**What to do:** Your output should be the line with "point: ferris wheel spoke" and all following lines of the data below, through the end, repeated exactly.

Top of Records

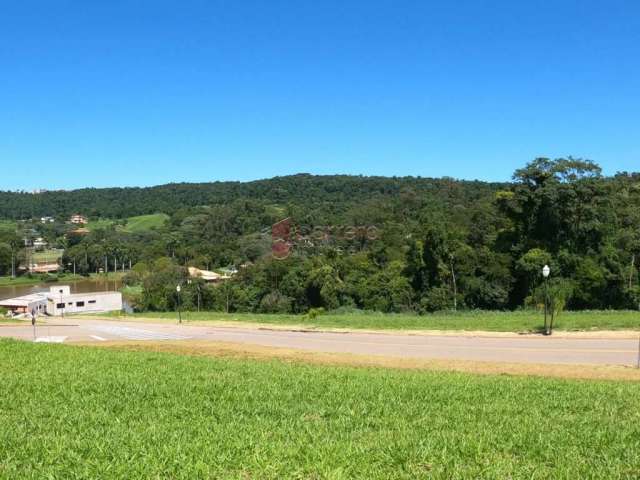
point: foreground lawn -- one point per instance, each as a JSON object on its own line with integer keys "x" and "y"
{"x": 80, "y": 412}
{"x": 489, "y": 321}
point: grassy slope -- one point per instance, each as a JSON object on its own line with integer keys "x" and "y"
{"x": 488, "y": 321}
{"x": 7, "y": 226}
{"x": 78, "y": 412}
{"x": 144, "y": 223}
{"x": 48, "y": 256}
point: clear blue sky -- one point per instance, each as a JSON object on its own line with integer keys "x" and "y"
{"x": 100, "y": 93}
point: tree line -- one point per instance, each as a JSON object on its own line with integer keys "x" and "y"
{"x": 440, "y": 243}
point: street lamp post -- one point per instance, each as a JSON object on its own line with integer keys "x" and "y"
{"x": 545, "y": 273}
{"x": 179, "y": 314}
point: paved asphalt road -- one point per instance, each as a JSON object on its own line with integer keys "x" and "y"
{"x": 495, "y": 349}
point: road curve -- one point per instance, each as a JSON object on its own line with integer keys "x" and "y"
{"x": 552, "y": 350}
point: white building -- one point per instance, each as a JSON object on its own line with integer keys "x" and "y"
{"x": 60, "y": 300}
{"x": 36, "y": 302}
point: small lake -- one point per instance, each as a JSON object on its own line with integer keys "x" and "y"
{"x": 78, "y": 286}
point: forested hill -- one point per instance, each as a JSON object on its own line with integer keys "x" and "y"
{"x": 335, "y": 192}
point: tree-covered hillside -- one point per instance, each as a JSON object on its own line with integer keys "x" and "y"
{"x": 385, "y": 244}
{"x": 333, "y": 192}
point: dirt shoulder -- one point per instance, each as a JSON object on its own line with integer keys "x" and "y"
{"x": 255, "y": 352}
{"x": 577, "y": 334}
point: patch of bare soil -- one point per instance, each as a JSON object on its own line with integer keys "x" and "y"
{"x": 236, "y": 350}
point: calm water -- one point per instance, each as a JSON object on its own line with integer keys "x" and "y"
{"x": 79, "y": 286}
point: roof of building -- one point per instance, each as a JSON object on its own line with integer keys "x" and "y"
{"x": 23, "y": 301}
{"x": 55, "y": 296}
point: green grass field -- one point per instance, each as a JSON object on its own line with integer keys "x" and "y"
{"x": 99, "y": 223}
{"x": 47, "y": 256}
{"x": 145, "y": 223}
{"x": 81, "y": 412}
{"x": 7, "y": 226}
{"x": 524, "y": 321}
{"x": 142, "y": 223}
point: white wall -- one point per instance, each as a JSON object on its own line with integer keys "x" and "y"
{"x": 102, "y": 302}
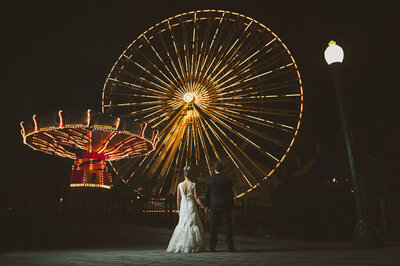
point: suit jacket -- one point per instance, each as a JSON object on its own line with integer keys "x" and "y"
{"x": 219, "y": 192}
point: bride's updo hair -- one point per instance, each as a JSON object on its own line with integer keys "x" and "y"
{"x": 187, "y": 171}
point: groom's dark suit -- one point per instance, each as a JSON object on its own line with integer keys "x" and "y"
{"x": 219, "y": 198}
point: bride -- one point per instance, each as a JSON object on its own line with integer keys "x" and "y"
{"x": 188, "y": 234}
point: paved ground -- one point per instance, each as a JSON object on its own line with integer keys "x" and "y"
{"x": 140, "y": 245}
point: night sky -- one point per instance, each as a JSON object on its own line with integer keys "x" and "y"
{"x": 57, "y": 56}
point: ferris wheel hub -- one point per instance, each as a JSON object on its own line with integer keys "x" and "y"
{"x": 188, "y": 97}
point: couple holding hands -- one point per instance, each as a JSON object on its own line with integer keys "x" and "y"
{"x": 188, "y": 234}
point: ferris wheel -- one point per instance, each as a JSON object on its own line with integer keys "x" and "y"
{"x": 217, "y": 85}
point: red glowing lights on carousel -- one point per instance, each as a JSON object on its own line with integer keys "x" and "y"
{"x": 90, "y": 140}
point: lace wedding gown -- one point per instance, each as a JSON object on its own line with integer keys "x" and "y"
{"x": 188, "y": 234}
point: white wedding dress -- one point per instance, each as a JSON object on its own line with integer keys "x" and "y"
{"x": 188, "y": 234}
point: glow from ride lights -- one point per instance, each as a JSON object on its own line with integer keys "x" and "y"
{"x": 61, "y": 119}
{"x": 188, "y": 97}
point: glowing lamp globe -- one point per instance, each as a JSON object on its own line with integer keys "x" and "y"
{"x": 333, "y": 53}
{"x": 188, "y": 97}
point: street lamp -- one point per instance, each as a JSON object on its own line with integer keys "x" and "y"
{"x": 365, "y": 236}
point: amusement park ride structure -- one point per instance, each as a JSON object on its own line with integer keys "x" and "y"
{"x": 217, "y": 85}
{"x": 90, "y": 140}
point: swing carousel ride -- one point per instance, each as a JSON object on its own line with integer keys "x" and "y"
{"x": 90, "y": 140}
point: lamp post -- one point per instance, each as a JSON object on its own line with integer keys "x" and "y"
{"x": 365, "y": 236}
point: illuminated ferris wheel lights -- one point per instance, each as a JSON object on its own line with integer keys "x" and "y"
{"x": 188, "y": 97}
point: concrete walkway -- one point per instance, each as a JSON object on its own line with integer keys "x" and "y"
{"x": 141, "y": 245}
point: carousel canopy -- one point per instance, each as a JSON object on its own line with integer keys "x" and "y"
{"x": 84, "y": 134}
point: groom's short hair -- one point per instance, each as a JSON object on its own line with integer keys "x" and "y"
{"x": 218, "y": 166}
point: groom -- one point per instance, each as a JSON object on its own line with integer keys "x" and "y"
{"x": 219, "y": 201}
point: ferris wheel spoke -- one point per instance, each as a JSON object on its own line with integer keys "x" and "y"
{"x": 155, "y": 86}
{"x": 231, "y": 155}
{"x": 243, "y": 82}
{"x": 260, "y": 121}
{"x": 152, "y": 63}
{"x": 261, "y": 171}
{"x": 288, "y": 85}
{"x": 234, "y": 68}
{"x": 211, "y": 50}
{"x": 183, "y": 72}
{"x": 248, "y": 129}
{"x": 135, "y": 87}
{"x": 245, "y": 139}
{"x": 241, "y": 68}
{"x": 179, "y": 76}
{"x": 230, "y": 119}
{"x": 164, "y": 64}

Bottom of Records

**Exercise solution:**
point: ferris wheel spoke -- one point per instance, each as a JSON object on its own line with integer keys "x" and "y"
{"x": 155, "y": 86}
{"x": 231, "y": 155}
{"x": 243, "y": 82}
{"x": 260, "y": 121}
{"x": 152, "y": 63}
{"x": 261, "y": 171}
{"x": 288, "y": 85}
{"x": 234, "y": 68}
{"x": 211, "y": 50}
{"x": 183, "y": 72}
{"x": 248, "y": 129}
{"x": 135, "y": 87}
{"x": 245, "y": 139}
{"x": 241, "y": 68}
{"x": 179, "y": 76}
{"x": 230, "y": 119}
{"x": 164, "y": 64}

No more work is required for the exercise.